EXTRACTED MATERIAL -

┏━━

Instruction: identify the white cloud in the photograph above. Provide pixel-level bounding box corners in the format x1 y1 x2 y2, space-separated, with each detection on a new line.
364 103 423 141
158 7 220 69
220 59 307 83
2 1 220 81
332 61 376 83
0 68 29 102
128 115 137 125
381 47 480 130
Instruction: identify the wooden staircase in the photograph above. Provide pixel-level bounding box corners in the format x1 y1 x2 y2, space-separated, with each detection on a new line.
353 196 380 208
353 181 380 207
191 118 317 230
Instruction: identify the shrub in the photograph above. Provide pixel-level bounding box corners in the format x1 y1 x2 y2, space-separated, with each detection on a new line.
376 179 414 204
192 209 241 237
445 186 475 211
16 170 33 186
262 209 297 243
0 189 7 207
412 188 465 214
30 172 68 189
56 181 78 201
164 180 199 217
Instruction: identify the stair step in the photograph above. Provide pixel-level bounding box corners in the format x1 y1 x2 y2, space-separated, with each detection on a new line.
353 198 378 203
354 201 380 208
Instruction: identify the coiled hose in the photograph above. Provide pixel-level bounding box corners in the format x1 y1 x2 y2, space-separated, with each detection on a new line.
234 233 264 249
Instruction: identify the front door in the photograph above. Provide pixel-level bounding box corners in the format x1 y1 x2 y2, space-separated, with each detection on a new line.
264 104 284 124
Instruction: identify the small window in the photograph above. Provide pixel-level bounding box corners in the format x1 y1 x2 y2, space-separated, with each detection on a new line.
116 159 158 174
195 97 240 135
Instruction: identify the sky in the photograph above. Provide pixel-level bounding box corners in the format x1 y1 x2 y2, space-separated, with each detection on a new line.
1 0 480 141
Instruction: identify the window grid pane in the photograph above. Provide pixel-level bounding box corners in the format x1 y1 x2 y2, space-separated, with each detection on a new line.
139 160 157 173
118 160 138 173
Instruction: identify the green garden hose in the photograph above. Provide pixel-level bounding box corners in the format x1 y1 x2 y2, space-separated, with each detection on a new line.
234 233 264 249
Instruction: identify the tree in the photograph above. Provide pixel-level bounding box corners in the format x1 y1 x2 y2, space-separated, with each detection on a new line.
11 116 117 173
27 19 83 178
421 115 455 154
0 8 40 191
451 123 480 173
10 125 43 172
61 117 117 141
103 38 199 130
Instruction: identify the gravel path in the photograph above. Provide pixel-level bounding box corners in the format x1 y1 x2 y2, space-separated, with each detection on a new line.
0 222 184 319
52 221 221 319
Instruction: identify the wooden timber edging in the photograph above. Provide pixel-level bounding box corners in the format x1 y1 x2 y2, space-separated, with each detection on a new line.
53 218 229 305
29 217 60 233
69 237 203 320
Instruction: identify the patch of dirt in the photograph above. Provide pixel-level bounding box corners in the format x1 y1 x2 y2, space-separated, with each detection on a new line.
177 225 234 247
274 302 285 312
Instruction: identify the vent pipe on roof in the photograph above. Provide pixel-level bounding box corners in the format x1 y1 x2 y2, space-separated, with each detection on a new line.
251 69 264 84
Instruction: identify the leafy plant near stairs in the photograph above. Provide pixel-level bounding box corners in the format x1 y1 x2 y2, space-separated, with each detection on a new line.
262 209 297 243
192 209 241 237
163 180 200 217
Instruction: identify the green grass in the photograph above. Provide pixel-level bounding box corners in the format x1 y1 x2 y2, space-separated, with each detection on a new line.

┗━━

TASK REQUIREMENTS - The data should be printed again exactly, line for line.

PROBLEM SOLUTION -
Instruction: identify the white cloud in the photograph above. Provide pixel-level bounding box corners in the format x1 y1 x2 y2, space-separated, with each detection on a new line.
364 103 423 141
158 7 220 69
220 59 307 83
2 1 220 81
332 61 376 83
0 68 29 102
128 115 137 125
381 47 480 130
Instruction: identify the wooden staircase in the photograph above. Provide pixel-level bounding box corners in the format x1 y1 x2 y2, space-separated, with each detection on a new line.
353 196 380 208
353 181 380 207
191 118 317 230
Instruction: identify the shrub in the photograph above. Provide pixel-level bounding box corners in the format x1 y1 x2 y2, space-separated, with each detection on a new line.
376 179 414 204
192 209 241 237
445 186 475 211
16 170 33 186
262 209 297 243
0 189 7 207
412 188 465 214
30 172 68 189
56 181 78 201
164 180 199 217
Instruction: identify the stair step in the photograph above. Provide pixel-level bounding box corners in the format x1 y1 x2 y2, space-separated, with each detection on a new line.
353 198 378 203
354 201 380 208
Instruction: identify the coiled hose in the photograph above. Provide pixel-level bounding box corners in the format x1 y1 x2 y2, space-separated, with each detection on a new line.
234 233 264 249
Instruction: identify the front door in the photograph above. Provide pixel-level bounding box corners in the format x1 y1 x2 y2, space-separated, with each detection on a new line.
264 104 284 124
Instruction: identify the small window in the photograph above. Provide pixel-level bounding box corners in the format x1 y1 x2 y2, space-separated, with each detection on a new line.
116 159 158 174
195 97 240 135
Instruction: identify the sky in the photograph above. Provide pixel-level bounding box corners in the format x1 y1 x2 y2, space-separated, with each detection on a new line.
1 0 480 141
Instruction: identify the window grid pane in the photograph above. Provide pixel-level bounding box corners in the format x1 y1 x2 y2, space-separated, with each detection on a new line.
139 160 157 173
118 160 138 173
Instruction: identify the green garden hose in the photograph above. Provide pixel-level bounding box corners in the format x1 y1 x2 y2, space-separated, with each detection on a new line.
234 233 264 249
Instruction: identify the tree in the photograph above. Provide pixel-level bounding box corners in the format x1 y1 x2 y2, space-separated, with each detection on a new line.
11 116 117 173
27 19 83 178
421 115 455 154
0 8 40 191
451 123 480 173
10 125 43 172
61 117 117 141
103 38 199 130
Instruction: identify the gravel path in the photograph above. Provide pixel-level bounding box corners in the format x1 y1 x2 y2, space-separated, with each detection on a new line.
0 222 184 319
52 221 221 319
Instruction: identify the wooden timber edging in the photograph above. Provide pixel-level bounding box corners in the format x1 y1 x2 y2, space-separated, with each detection on a new line.
53 218 229 305
29 217 60 233
69 237 203 320
Instruction: identify the patch of dirt in the photograph above. Provide pixel-level bounding box corners in the format x1 y1 x2 y2, space-separated, with each detection on a new line.
177 225 234 247
274 302 285 312
Instruction: identify the vent pipe on roof in the photograph above. Provide pixel-level bounding box corners in the format x1 y1 x2 y2, space-separated, with each detection on a new line.
251 69 264 84
Instruction: identify the leafy plant near stairs in the photograph above. Provide pixel-level bounding box corners in the format x1 y1 x2 y2, space-separated, with each detection on a new line.
262 209 297 243
192 209 241 237
163 180 200 217
Instruction: identify the green grass in the photograph above. Provide pixel-level bounding box corners in the format x1 y1 x2 y2, space-separated, with each detection on a new line.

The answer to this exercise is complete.